- Requirements
Copy every line of the entries below verbatim, omitting the pictures.

[Entries for bounding box labeling]

╔══

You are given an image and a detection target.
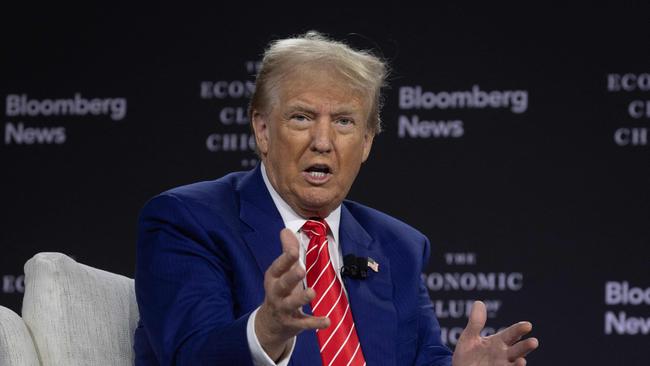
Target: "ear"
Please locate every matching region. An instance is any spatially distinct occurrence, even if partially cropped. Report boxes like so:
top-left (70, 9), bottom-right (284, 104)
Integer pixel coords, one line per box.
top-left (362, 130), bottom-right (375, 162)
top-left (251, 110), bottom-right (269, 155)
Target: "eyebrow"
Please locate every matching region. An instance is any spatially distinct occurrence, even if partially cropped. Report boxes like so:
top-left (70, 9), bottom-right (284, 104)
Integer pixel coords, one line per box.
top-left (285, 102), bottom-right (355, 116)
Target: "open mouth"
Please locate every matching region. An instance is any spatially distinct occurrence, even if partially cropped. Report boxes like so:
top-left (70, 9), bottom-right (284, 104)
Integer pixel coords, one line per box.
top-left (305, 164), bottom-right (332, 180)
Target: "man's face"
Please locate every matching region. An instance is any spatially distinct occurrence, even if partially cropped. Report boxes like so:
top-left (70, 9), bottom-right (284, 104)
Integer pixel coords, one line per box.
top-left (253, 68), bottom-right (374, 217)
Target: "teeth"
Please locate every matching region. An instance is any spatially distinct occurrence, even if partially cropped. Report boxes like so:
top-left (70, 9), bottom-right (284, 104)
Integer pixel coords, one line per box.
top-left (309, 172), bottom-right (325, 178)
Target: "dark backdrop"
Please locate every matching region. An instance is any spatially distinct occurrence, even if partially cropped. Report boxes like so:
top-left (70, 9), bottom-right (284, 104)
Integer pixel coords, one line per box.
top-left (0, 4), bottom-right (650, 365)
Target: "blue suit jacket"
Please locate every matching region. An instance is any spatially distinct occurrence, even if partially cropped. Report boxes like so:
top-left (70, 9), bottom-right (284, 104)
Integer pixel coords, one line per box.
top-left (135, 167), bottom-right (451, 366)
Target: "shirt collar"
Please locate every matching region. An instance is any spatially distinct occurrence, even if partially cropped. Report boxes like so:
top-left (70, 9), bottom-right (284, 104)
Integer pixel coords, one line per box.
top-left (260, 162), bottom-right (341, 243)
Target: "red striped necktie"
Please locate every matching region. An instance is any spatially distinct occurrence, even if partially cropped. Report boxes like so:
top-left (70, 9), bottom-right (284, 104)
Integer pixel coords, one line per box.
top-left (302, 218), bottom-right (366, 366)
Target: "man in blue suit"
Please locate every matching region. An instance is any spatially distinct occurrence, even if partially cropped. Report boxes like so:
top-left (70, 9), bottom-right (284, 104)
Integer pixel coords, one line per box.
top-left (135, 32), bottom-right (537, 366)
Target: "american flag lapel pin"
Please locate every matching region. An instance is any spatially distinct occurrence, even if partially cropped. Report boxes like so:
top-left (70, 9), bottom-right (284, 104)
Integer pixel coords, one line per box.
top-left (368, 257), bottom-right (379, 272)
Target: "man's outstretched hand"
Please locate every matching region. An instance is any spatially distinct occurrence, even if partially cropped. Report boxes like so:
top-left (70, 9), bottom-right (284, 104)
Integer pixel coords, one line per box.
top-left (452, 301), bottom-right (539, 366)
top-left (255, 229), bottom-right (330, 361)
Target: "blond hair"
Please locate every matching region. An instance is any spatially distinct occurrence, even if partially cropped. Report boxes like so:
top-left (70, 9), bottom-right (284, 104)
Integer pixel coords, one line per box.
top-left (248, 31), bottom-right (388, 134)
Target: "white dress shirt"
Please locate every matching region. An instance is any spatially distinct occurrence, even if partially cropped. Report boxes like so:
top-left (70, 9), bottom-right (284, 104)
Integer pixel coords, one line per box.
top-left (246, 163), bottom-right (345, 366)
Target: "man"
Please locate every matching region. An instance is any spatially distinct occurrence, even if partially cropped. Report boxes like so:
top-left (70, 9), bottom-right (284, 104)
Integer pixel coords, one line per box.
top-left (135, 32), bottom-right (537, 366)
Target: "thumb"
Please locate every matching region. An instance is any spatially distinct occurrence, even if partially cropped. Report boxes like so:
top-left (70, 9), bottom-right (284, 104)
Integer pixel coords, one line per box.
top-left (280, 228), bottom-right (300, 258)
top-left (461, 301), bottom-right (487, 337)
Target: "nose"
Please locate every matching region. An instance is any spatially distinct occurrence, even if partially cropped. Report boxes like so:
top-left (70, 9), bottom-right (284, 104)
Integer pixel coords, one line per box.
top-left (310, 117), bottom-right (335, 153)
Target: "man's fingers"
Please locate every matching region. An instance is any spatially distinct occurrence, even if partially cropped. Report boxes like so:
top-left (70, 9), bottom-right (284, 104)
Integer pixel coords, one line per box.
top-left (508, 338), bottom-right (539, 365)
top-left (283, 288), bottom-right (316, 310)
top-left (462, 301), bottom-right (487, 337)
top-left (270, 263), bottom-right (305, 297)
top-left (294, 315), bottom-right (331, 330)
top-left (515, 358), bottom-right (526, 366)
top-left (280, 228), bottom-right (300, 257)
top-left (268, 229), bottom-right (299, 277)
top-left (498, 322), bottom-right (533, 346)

╚══

- Solution to the problem
You are given an image and a detection target.
Target: "ear"
Please locate every matching region. An instance is any spatially distinct occurrence, even if partially cropped. Report boxes like so:
top-left (70, 9), bottom-right (284, 104)
Integer pixel coords, one line per box.
top-left (362, 130), bottom-right (375, 162)
top-left (251, 110), bottom-right (269, 155)
Target: "eyebrow"
Please locate every matching region. An instance is any spatially distinct occurrence, even if partially cropped. Report boxes like so:
top-left (70, 9), bottom-right (284, 104)
Integer pixel coords, one line per box.
top-left (285, 102), bottom-right (355, 116)
Target: "open mouth"
Please locate every matching region. An instance is any spatially distinct occurrence, even if partially cropped. Report boxes like so:
top-left (70, 9), bottom-right (284, 104)
Integer pixel coords, one line per box.
top-left (305, 164), bottom-right (332, 180)
Target: "man's face"
Please locate every matching region. An instance is any spatially distinct occurrence, even if partially cropped. Report boxes like so:
top-left (70, 9), bottom-right (284, 104)
Integer pixel coords, one line per box.
top-left (253, 68), bottom-right (374, 217)
Target: "teeth"
Please locate every matching region. An instance is any spatially distinct occurrence, even if partially cropped. Report boxes like so:
top-left (70, 9), bottom-right (284, 104)
Integer pixel coords, one line per box.
top-left (309, 172), bottom-right (325, 178)
Target: "dark backdrop"
Please locate every matching region. An instance is any spatially distinct occurrence, even if partially cropped. Report boxes like so:
top-left (70, 9), bottom-right (284, 104)
Integer pixel coords, one line per box.
top-left (0, 4), bottom-right (650, 365)
Target: "blue suit jacket"
Please locate every matching region. An instance is any spatially distinct occurrence, even if partially cropped. Report boxes like so:
top-left (70, 9), bottom-right (284, 104)
Integer pixel coords, one line per box.
top-left (135, 167), bottom-right (451, 366)
Target: "shirt collar"
Please locate every matching region. An instance is any spatially distinct occurrence, even if partially cropped. Report boxes like so:
top-left (70, 9), bottom-right (284, 104)
Integer pixel coords, one line per box.
top-left (260, 162), bottom-right (341, 243)
Target: "red striped necktie"
Please locate every matching region. An instance is any spatially distinct occurrence, even if partially cropped. Report boxes like so:
top-left (70, 9), bottom-right (284, 104)
Integer pixel coords, one line per box.
top-left (302, 218), bottom-right (366, 366)
Target: "man in blue suit"
Please locate every matching region. An instance is any spatially distinct occurrence, even if partially cropped. Report boxes like so:
top-left (70, 9), bottom-right (284, 104)
Integer pixel coords, one line per box.
top-left (135, 32), bottom-right (537, 366)
Target: "american flag lapel pin"
Please locate every matching region. An instance is any spatially distinct occurrence, even if partially cropped. Report boxes like so:
top-left (70, 9), bottom-right (284, 104)
Integer pixel coords, one line per box.
top-left (368, 257), bottom-right (379, 272)
Target: "man's outstretched hand"
Please locate every matching region. An instance is any spatially distinct occurrence, even if partially cropped. Report boxes like so:
top-left (70, 9), bottom-right (284, 104)
Integer pixel coords, one line per box.
top-left (452, 301), bottom-right (539, 366)
top-left (255, 229), bottom-right (330, 361)
Target: "blond hair"
Please locate every matching region. An instance is any spatially distinct occurrence, even if partially cropped. Report boxes like so:
top-left (70, 9), bottom-right (284, 104)
Integer pixel coords, one line per box.
top-left (248, 31), bottom-right (388, 134)
Target: "white dress shirt"
Please locate every matching region. An instance is any spatially distinct occurrence, even if partially cropped. Report boxes like so:
top-left (70, 9), bottom-right (284, 104)
Integer pixel coords, one line per box.
top-left (246, 163), bottom-right (345, 366)
Target: "man"
Please locate every matching region. An instance is any spatially distinct occurrence, even if partially cropped. Report boxes like so:
top-left (70, 9), bottom-right (284, 104)
Integer pixel coords, one line per box.
top-left (135, 32), bottom-right (537, 366)
Target: "thumb"
Please locate every matching region. An instance is any spatially distinct occurrence, even if partially cropped. Report boxes like so:
top-left (70, 9), bottom-right (284, 104)
Integer pixel coords, one line per box.
top-left (280, 228), bottom-right (300, 258)
top-left (461, 301), bottom-right (487, 337)
Target: "nose"
Please locate every matching region. An instance is any spatially distinct occurrence, even if partially cropped. Report boxes like so:
top-left (70, 9), bottom-right (284, 104)
Integer pixel coords, one line per box.
top-left (310, 117), bottom-right (335, 153)
Target: "man's fingers"
Please locate every matching region. An instance is any spatially distinct occurrence, even if partially cropped. Report boxes like so:
top-left (70, 9), bottom-right (284, 104)
Integer pixel coords, one line per box.
top-left (508, 338), bottom-right (539, 365)
top-left (283, 288), bottom-right (316, 310)
top-left (462, 301), bottom-right (487, 337)
top-left (270, 263), bottom-right (305, 297)
top-left (294, 315), bottom-right (331, 330)
top-left (515, 358), bottom-right (526, 366)
top-left (280, 228), bottom-right (300, 257)
top-left (268, 229), bottom-right (299, 277)
top-left (498, 322), bottom-right (533, 346)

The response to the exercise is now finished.